Job. Can you write out every line of the listing below as a JSON list of strings, one string per line, with blank lines skipped and the pictures left out?

Data in this exercise.

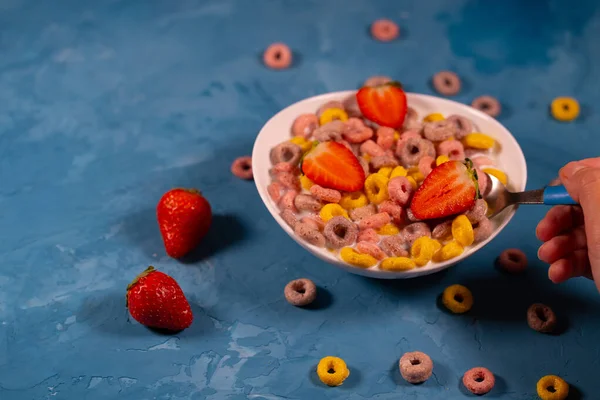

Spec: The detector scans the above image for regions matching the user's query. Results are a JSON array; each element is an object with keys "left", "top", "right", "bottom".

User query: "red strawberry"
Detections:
[
  {"left": 302, "top": 142, "right": 365, "bottom": 192},
  {"left": 410, "top": 158, "right": 479, "bottom": 219},
  {"left": 127, "top": 267, "right": 194, "bottom": 332},
  {"left": 156, "top": 189, "right": 212, "bottom": 258},
  {"left": 356, "top": 82, "right": 408, "bottom": 128}
]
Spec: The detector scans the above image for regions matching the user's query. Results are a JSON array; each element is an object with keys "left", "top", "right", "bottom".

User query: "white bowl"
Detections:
[{"left": 252, "top": 90, "right": 527, "bottom": 279}]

Correct output.
[
  "Spec: The detector scans the above image for regions matching the user's query. Results are a JSON array; each element is an object with keys \"left\", \"top\", \"right\", \"bottom\".",
  "User query: \"red strawberry\"",
  "Detections:",
  "[",
  "  {\"left\": 302, \"top\": 142, \"right\": 365, \"bottom\": 192},",
  "  {\"left\": 410, \"top\": 158, \"right\": 479, \"bottom\": 219},",
  "  {\"left\": 127, \"top\": 267, \"right\": 194, \"bottom\": 332},",
  "  {\"left\": 156, \"top\": 189, \"right\": 212, \"bottom\": 258},",
  "  {\"left\": 356, \"top\": 82, \"right\": 408, \"bottom\": 128}",
  "]",
  "Spec: The detector scans the above image for regions matching the user's query. Results are a JSON array; each element is an object with keys \"left\", \"top\", \"right\", \"bottom\".",
  "User query: \"white bowl\"",
  "Detections:",
  "[{\"left\": 252, \"top\": 90, \"right\": 527, \"bottom\": 279}]"
]